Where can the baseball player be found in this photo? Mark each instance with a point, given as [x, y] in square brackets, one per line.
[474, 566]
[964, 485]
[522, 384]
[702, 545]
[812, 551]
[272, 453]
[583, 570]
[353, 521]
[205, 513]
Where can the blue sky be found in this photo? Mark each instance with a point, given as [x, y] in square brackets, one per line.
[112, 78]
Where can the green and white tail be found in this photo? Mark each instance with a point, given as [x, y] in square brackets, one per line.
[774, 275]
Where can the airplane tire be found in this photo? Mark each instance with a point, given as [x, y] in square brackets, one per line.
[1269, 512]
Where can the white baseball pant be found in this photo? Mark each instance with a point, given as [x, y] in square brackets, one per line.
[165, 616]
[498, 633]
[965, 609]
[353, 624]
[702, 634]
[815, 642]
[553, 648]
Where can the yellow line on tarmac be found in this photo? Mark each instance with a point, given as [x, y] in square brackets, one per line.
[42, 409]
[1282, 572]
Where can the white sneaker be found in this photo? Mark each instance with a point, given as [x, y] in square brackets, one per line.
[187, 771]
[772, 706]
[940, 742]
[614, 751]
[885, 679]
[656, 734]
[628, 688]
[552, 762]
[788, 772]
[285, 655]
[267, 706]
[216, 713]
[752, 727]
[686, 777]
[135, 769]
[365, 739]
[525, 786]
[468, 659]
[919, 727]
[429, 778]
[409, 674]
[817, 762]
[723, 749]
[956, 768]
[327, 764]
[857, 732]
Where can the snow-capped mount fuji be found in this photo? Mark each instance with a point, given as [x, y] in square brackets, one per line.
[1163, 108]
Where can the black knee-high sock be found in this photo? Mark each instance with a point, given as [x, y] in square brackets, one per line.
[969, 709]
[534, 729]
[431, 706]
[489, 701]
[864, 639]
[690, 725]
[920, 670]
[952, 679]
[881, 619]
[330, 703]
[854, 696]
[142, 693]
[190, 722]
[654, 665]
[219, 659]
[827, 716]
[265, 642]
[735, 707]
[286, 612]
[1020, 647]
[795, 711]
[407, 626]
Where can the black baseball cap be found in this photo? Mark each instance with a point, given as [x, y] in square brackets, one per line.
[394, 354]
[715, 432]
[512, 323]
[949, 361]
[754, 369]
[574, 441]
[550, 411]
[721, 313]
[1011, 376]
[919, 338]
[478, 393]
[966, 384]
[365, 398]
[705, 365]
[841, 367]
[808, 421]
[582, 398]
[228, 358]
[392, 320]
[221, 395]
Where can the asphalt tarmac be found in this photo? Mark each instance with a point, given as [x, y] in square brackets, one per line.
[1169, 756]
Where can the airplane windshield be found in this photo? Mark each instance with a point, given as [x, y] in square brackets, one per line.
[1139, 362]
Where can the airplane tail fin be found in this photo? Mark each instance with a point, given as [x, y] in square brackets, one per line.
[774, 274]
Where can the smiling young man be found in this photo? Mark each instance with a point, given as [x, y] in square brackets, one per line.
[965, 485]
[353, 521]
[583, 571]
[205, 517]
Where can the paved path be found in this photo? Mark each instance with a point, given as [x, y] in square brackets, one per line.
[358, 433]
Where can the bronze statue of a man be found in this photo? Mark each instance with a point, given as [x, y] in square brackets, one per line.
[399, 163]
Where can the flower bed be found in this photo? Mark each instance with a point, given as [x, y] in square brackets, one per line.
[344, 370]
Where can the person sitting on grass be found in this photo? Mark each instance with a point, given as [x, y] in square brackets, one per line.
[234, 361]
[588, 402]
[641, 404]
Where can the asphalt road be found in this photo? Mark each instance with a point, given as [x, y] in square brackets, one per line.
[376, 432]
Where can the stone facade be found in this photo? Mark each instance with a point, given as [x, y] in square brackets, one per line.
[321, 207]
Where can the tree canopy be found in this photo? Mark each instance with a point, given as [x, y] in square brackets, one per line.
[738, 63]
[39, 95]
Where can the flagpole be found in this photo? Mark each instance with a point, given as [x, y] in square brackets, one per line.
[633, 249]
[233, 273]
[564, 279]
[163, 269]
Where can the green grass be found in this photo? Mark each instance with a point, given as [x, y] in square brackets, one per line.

----

Prompt |
From the listing above, extract every line exactly as it stands.

Written solution |
Where can the baseball player be found in this photo? Mark each instance with a point, given as [x, y] in square brackets, one per line.
[474, 566]
[964, 485]
[522, 384]
[702, 545]
[812, 551]
[272, 453]
[583, 570]
[353, 521]
[205, 513]
Where can the blue sky be found in this photo? Mark each instance with a point, given as [x, y] in square brackets, one per line.
[112, 78]
Where can the green and white tail be found in this photo? Mark each instance with a point, given as [x, y] in square brackets, one per line.
[774, 275]
Where can the airplane tire be found in this photo? Mark each instance with a point, given as [x, y] in square brackets, one per line.
[1269, 512]
Where can the white baseball pant be found in this photo? Mark each instance with a point, given as [x, y] in square brackets, one per line.
[165, 616]
[498, 633]
[965, 609]
[353, 624]
[702, 634]
[815, 642]
[553, 648]
Where can the yellow line on tarmac be found in this photo? Mark each instance with a point, given as [x, y] in square brackets, one per line.
[42, 409]
[1282, 572]
Where can the white sneaker be found in this photo? Mark each instance with a point, given as [x, y] in square brackets, one per line.
[187, 771]
[772, 706]
[940, 742]
[614, 751]
[885, 679]
[656, 734]
[628, 688]
[552, 762]
[788, 772]
[285, 655]
[267, 706]
[216, 713]
[752, 727]
[686, 777]
[135, 769]
[365, 739]
[525, 786]
[468, 659]
[919, 727]
[429, 778]
[409, 674]
[817, 762]
[723, 749]
[956, 768]
[327, 764]
[857, 732]
Where can the snow-capped mount fuji be found in this photo? Mark each instance with a point, given as [x, y] in square brackets, one per line.
[1163, 108]
Where can the black knee-high sock be found in this photo? Mark each instance with a point, given as [x, y] in square brackets, one per line.
[969, 709]
[534, 729]
[431, 706]
[489, 701]
[864, 639]
[690, 725]
[920, 670]
[952, 679]
[881, 619]
[330, 703]
[854, 696]
[142, 693]
[190, 722]
[654, 665]
[219, 659]
[827, 716]
[265, 642]
[735, 707]
[286, 612]
[1020, 647]
[795, 711]
[407, 626]
Where can the black baseball cap be found in this photo? Mark each instance with a point, given as [x, y] in square brackets, one per line.
[394, 354]
[715, 432]
[512, 323]
[949, 361]
[754, 369]
[574, 441]
[550, 411]
[721, 313]
[1011, 376]
[919, 338]
[478, 393]
[966, 384]
[365, 398]
[705, 365]
[841, 367]
[808, 421]
[582, 398]
[228, 358]
[392, 320]
[221, 395]
Where can the asphalt tarmac be found in this photo? Mark each instance with a point, given as [x, y] in square brackets, one per line.
[1169, 756]
Where can the airplane windshield be found in this photo? Mark each instance with a point, given as [x, y] in square brackets, one per line.
[1139, 362]
Where can the airplane tail fin be found in this photo? Mark each instance with a point, given as [x, y] in square brackets, one per line.
[774, 274]
Where can the smiling young man be found in this photo? Mark each instance with a point, given as [x, y] in square brackets, one per line.
[965, 485]
[353, 521]
[583, 571]
[205, 517]
Where can the paved path be found in this photo? Mark each instance with a point, given as [x, y] in square brackets, one per line.
[358, 433]
Where can the bronze statue of a man be found in this photo? Mark each instance with a point, given as [x, y] in square brackets, one per line.
[399, 163]
Where can the flower bed be found in this photo? Mark each instance with a point, given as [x, y] in square brackets, one per line.
[344, 370]
Where can the person sitting on grass be found in this photo? Mark each instance with a point, given as [x, y] in square brackets, one per line.
[234, 361]
[588, 402]
[641, 404]
Where can the asphalt road be found in this photo? Mark each instance with a point, given as [x, y] in square brackets, one per line.
[376, 432]
Where can the stone facade be found in this photo? Mark each instance with a point, given as [x, y] in square brackets, one per line.
[321, 207]
Where can the tree canopy be found in this photo? Mark each instance with a point, given as [x, y] in square brackets, one per line.
[738, 63]
[39, 95]
Where can the flagpole be found in this photo? Mark each instance with a point, given as [x, y] in square brackets, one per line.
[633, 249]
[233, 273]
[564, 279]
[163, 269]
Where can the green grass be found in this photo? Mark each instance with a point, given as [x, y] in square brackets, one per line.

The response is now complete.